**Task requirements:**
1) From the essay below on launching a clothing label, list every retailer named as having requested samples.
2) Transcribe the section of the clothing-label essay below that begins with the words containing "Know Who to" and ends with "getting kicked out.".
3) Continue the essay below about building a men's clothing line from where it ends.

(Study text Opens)

By John Daniel
My approach to business stems from a place of deep insecurity. My single mother raised me to be solvent and self-sufficient. Therefore, I always felt that I had nothing to lose. At age 16, after only being in the United States for a few years, I began my journey as an entrepreneur. I always had an eye for clothing and used to buy them used in bulk. I would go to Melrose Ave., a famous shopping and tourist destination in Los Angeles, and sell to people walking by. I went anywhere I felt I could make a profit.
Know Who to Trust With Your Ambitions
After a few years, I saved up enough money to start my own label: a high-end men’s clothing line. I hired a full-time pattern maker and seamstresses to turn my dream into a reality. When looking for the right candidates, I made sure to ask for referrals and make connections through friends and family. I usually looked beyond resumes: Identifying passion and reliability is key during the interview process.
I took my samples, crammed them in a suitcase and walked from store to store marketing my clothing line to whoever would listen. I got kicked out of almost all of them. My last hope was MAGIC, the biggest fashion trade show in the U.S. I couldn’t afford a booth so I created a catchy slogan, made a big sign and paraded it throughout the conference. I handed as many of my catalogs to everyone I could before getting kicked out.
I arrived back at LA feeling like a failure. I hadn’t secured any requests for my clothing after approaching every buyer. But within a few days, the phone started to ring. I got sample requests from Bloomingdales, Nordstrom and Macy’s. At age 20, I couldn’t keep up with the orders that were coming in. I sold out everything I had at first to Bloomingdales, then to Nordstrom and then to Macy’s. I was shipping nationally and internationally. After three years, I was doing $500,000 in sales and making 30,000 pieces per year at a high markup.

(Study text Closes)
(Extracted material Opens)

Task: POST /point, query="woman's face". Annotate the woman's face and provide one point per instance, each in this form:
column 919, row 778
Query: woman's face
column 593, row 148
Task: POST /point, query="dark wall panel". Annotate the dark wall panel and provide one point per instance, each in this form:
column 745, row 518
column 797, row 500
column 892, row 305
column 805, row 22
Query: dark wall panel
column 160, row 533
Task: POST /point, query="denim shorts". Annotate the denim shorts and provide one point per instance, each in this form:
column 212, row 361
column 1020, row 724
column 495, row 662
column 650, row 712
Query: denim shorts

(Extracted material Closes)
(Extracted material Opens)

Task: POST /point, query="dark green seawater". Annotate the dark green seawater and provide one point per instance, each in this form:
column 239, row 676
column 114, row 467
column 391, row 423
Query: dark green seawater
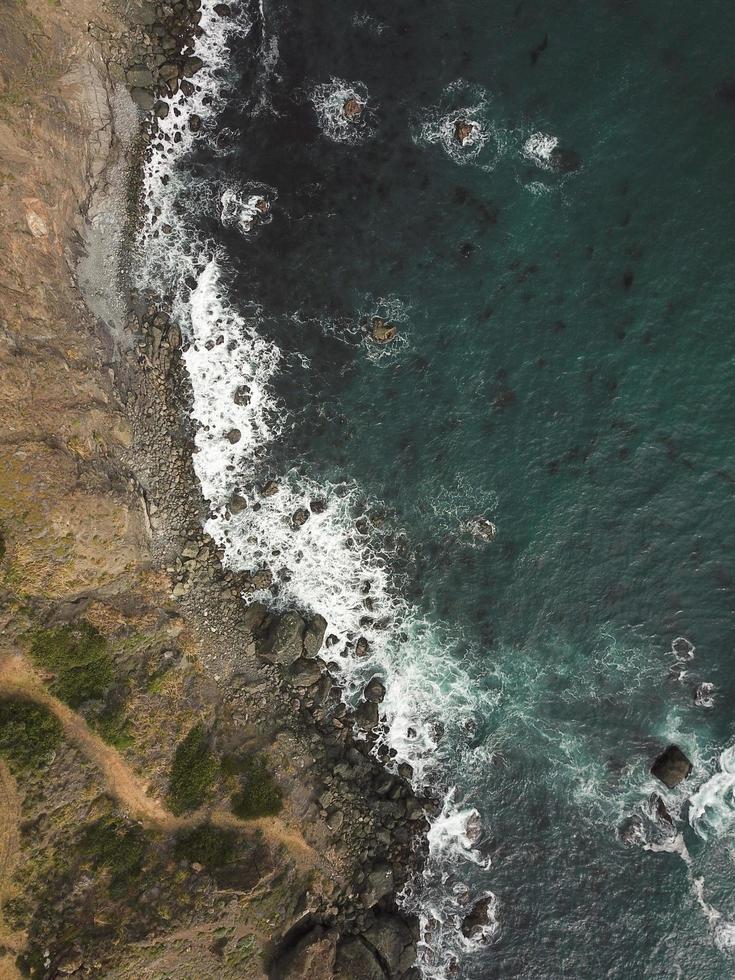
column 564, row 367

(Extracted material Closes)
(Extracted material Opens)

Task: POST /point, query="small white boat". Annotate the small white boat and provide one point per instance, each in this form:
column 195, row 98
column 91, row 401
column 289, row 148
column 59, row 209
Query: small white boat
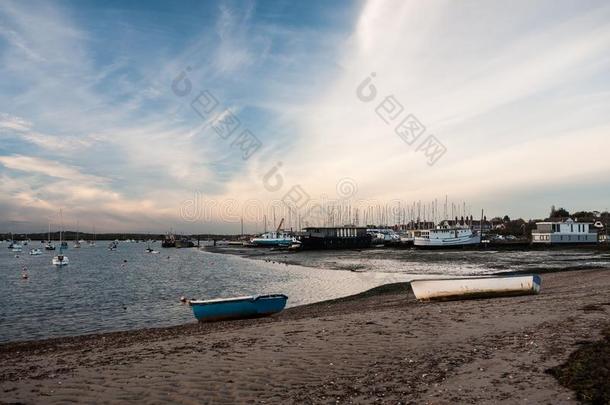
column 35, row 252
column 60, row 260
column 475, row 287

(Extracted material Closes)

**Answer set:**
1) Bloomingdales, Nordstrom, Macy's

2)
Know Who to Trust With Your Ambitions
After a few years, I saved up enough money to start my own label: a high-end men’s clothing line. I hired a full-time pattern maker and seamstresses to turn my dream into a reality. When looking for the right candidates, I made sure to ask for referrals and make connections through friends and family. I usually looked beyond resumes: Identifying passion and reliability is key during the interview process.
I took my samples, crammed them in a suitcase and walked from store to store marketing my clothing line to whoever would listen. I got kicked out of almost all of them. My last hope was MAGIC, the biggest fashion trade show in the U.S. I couldn’t afford a booth so I created a catchy slogan, made a big sign and paraded it throughout the conference. I handed as many of my catalogs to everyone I could before getting kicked out.

3)
Take Calculated Risks
At 21, my youth showed. I couldn’t hold onto as much money as I needed to accommodate the changing buyers in the industry. The cost of manufacturing increased and I expanded too quickly. Orders were canceled, sales declined and I saw the writing on the wall. I sold my company. Take risks with creative thinking and not working capital. I became more measured and calculating with my risks as time went on, especially with changing market trends and personnel.
I took the proceeds and started a new venture in relocation. I was doing so well selling moving jobs over the phone for other companies that I decided to start my own moving company. I bought moving leads from a lead generator, built a website, bought a truck, opened a warehouse, hired my own sales people and was back in business. I was up to one million in sales by the first year. Once again, I was able to channel my passion for what I was doing and apply it to a market need.
Then, the financial crisis happened. Companies stopped relocating, high-end clients couldn’t pay their storage bills and sales dropped. Once again, I adapted, learned from my experience and switched gears to junk removal and freight, where I was able to secure payment up front. I came out of the recession and sold that company in 2011.
I began to change again. I wanted to be less hands-on. I took the money I had accumulated and started a tech company. This business was all online — something I hadn’t done before. In 2015, I sold that company and became an investor. I now invest in three different applications and provided seed money to grow them into profitable businesses.
Pursue Your Passion
I am fulfilling a lifelong dream of helping others achieve the success I have made. I can now take a break from the hands-on, day-to-day operations of running a company. I have come a long way from selling blue jeans on the street. I have always used that same tenacity as a young, insecure teen to achieve great success as an entrepreneur.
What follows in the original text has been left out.